WHAT YOU WILL DO:
- 1) Retype the ChIP-seq tutorial word for word, everything from "Rational and background" down to "regions or domains.".
- 2) According to the ChIP-seq tutorial, what does ChIP-seq combine with massively parallel DNA sequencing?

TEXT:
::::::
ChIP-seq Tutorial - BWA, Picard, HOMER, and IntersectBed

ChIP-seq workflow using the Discovery Environment

 

The DE Quick Start tutorial provides an introduction to basic DE functionality and navigation.

Please work through the tutorial and add your comments on the bottom of this page. Or send comments per email to xwang@cshl.edu. Thank you.


Rational and background

ChIP-Seq is a method used to analyze protein interactions with DNA. ChIP-seq combines chromatin immunoprecipitation (ChIP) with massively parallel DNA sequencing to identify the binding sites of DNA-associated proteins, such as transcription factor, covalently modified histone marks, or other nuclear protein (https://en.wikipedia.org/wiki/ChIP-sequencing). The current ecosystems of ChIP-Seq provide a varied ways to identify the binding sites of DNA-associated proteins. Among those,  HOMER's routines cater to the analysis of ChIP-Seq data. Here, we describe a pipeline suitable for both proteins that are expected to bind in a punctate manner, such as specific DNA sequences or specific chromatin configurations,  or associate with DNA over longer regions or domains.


Pre-Requisites

  1. An iPlant account. (Register for an iPlant account at user.iplantcollaborative.org.)
::::::
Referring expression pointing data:
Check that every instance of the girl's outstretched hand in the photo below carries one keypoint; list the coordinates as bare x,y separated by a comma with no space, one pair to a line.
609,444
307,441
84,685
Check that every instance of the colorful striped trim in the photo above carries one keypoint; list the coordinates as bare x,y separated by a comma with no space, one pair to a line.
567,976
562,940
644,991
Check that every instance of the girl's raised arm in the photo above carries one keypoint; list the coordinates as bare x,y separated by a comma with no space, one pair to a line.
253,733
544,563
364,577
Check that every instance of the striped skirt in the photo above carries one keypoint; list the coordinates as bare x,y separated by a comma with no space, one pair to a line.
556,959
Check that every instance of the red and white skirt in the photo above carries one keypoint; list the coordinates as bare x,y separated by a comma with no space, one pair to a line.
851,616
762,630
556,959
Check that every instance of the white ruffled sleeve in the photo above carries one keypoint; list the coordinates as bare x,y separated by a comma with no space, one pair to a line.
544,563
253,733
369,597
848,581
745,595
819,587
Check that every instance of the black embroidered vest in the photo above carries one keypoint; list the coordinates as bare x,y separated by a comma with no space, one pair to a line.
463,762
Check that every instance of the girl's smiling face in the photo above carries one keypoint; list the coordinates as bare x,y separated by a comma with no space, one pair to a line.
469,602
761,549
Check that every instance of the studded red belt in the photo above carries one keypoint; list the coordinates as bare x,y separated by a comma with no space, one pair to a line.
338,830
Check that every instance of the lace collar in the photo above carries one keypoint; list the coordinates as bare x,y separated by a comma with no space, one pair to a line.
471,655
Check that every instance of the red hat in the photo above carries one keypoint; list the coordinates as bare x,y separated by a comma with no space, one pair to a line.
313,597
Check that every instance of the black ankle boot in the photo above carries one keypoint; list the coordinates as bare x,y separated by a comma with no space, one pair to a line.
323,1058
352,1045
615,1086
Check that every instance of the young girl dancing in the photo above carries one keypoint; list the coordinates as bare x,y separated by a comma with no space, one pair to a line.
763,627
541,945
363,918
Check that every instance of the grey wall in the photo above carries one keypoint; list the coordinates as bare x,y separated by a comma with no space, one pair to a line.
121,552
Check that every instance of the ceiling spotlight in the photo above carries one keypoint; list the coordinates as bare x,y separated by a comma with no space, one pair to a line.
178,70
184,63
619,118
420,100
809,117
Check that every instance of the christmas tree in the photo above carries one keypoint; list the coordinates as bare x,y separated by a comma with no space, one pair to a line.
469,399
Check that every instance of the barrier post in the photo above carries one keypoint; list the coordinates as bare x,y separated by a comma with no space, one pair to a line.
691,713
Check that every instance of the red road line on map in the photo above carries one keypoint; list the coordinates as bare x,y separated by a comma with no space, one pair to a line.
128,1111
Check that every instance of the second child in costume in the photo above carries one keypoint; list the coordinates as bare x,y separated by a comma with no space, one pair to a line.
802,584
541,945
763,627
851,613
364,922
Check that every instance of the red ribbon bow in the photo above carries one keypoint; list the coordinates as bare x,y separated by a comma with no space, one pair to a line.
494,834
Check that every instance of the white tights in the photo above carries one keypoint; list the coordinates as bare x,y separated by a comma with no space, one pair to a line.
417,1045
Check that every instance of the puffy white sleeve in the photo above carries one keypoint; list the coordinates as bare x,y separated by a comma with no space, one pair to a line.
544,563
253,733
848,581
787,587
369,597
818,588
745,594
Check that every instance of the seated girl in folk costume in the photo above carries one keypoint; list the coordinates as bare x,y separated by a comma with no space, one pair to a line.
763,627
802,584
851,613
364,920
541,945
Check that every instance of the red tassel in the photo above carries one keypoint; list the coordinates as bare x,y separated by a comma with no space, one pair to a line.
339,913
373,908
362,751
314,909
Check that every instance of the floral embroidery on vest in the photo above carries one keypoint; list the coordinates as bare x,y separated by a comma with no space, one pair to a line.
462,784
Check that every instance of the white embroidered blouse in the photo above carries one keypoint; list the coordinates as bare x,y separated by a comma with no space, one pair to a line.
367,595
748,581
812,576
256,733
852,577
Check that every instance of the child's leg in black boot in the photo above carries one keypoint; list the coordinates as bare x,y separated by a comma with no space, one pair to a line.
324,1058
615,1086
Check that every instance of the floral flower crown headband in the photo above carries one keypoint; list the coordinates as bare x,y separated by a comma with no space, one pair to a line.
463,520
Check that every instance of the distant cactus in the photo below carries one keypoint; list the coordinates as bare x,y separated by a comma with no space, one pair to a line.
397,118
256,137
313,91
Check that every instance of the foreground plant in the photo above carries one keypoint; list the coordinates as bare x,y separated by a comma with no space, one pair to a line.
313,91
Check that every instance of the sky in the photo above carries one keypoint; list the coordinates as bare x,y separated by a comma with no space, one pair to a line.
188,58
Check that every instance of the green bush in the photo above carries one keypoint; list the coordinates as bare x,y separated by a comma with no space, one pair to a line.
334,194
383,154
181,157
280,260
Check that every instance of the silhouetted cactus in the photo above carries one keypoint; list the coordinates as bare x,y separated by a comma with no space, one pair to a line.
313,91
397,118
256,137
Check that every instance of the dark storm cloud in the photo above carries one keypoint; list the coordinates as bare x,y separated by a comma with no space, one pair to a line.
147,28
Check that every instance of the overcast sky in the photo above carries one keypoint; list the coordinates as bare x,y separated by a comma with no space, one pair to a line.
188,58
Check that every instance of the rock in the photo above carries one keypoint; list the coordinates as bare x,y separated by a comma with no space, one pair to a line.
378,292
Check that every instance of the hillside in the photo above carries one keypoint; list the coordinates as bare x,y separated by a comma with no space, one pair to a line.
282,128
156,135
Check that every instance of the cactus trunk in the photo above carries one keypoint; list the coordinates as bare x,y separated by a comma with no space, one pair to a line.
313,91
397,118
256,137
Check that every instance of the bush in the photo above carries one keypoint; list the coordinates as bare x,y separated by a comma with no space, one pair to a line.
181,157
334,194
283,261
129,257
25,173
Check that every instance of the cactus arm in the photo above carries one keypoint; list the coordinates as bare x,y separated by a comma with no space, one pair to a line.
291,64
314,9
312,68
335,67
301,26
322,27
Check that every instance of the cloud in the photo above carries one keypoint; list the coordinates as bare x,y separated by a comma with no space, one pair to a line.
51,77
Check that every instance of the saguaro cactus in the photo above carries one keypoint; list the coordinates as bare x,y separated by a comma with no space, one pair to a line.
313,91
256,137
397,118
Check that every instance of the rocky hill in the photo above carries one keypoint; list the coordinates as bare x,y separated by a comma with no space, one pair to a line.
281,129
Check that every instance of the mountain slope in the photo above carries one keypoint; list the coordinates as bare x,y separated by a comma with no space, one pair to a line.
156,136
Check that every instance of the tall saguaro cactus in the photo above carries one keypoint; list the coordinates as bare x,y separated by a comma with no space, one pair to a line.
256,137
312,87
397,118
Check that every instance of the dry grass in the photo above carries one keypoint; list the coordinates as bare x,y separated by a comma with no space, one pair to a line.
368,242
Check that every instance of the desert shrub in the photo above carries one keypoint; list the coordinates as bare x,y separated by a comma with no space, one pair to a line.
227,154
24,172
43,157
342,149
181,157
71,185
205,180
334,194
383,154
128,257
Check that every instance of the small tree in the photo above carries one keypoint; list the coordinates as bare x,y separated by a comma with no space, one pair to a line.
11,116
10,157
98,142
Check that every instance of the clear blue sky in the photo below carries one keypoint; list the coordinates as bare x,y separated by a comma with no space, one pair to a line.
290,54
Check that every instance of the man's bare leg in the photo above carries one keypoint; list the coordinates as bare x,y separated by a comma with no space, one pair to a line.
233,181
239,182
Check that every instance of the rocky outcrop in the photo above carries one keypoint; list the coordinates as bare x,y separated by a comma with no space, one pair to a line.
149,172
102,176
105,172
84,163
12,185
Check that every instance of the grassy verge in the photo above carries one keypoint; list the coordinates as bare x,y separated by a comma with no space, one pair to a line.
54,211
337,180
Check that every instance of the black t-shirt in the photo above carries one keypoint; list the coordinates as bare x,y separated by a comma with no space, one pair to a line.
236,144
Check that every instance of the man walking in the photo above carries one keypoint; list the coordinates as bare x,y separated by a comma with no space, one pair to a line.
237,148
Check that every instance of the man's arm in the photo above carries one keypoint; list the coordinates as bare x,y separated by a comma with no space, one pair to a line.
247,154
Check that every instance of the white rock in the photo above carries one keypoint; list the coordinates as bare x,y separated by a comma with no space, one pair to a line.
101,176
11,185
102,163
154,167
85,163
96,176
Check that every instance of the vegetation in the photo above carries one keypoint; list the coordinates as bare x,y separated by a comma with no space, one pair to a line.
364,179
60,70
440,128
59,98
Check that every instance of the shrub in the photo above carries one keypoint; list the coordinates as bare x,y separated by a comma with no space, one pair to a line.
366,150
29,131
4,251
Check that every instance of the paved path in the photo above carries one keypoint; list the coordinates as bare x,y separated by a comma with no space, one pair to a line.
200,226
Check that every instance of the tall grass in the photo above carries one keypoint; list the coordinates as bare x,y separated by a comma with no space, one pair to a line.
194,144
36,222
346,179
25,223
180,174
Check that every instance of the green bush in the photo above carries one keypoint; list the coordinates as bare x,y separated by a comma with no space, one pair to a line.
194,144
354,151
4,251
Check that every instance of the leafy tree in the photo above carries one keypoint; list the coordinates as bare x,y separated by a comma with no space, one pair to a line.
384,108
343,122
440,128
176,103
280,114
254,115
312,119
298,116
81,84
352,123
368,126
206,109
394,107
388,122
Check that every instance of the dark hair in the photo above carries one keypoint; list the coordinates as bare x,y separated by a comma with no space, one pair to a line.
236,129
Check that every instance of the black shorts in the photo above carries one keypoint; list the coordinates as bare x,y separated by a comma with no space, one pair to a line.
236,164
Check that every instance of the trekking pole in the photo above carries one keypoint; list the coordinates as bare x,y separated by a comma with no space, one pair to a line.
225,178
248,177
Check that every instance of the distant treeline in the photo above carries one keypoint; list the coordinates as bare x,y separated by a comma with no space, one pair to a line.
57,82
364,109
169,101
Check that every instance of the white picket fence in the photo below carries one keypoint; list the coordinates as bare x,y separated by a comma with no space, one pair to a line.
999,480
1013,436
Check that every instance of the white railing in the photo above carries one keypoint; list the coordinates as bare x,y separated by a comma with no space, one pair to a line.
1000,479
::::::
RESULTS OF THE TASKS:
- 1)
Rational and background

ChIP-Seq is a method used to analyze protein interactions with DNA. ChIP-seq combines chromatin immunoprecipitation (ChIP) with massively parallel DNA sequencing to identify the binding sites of DNA-associated proteins, such as transcription factor, covalently modified histone marks, or other nuclear protein (https://en.wikipedia.org/wiki/ChIP-sequencing). The current ecosystems of ChIP-Seq provide a varied ways to identify the binding sites of DNA-associated proteins. Among those,  HOMER's routines cater to the analysis of ChIP-Seq data. Here, we describe a pipeline suitable for both proteins that are expected to bind in a punctate manner, such as specific DNA sequences or specific chromatin configurations,  or associate with DNA over longer regions or domains.

- 2) Chromatin immunoprecipitation (ChIP).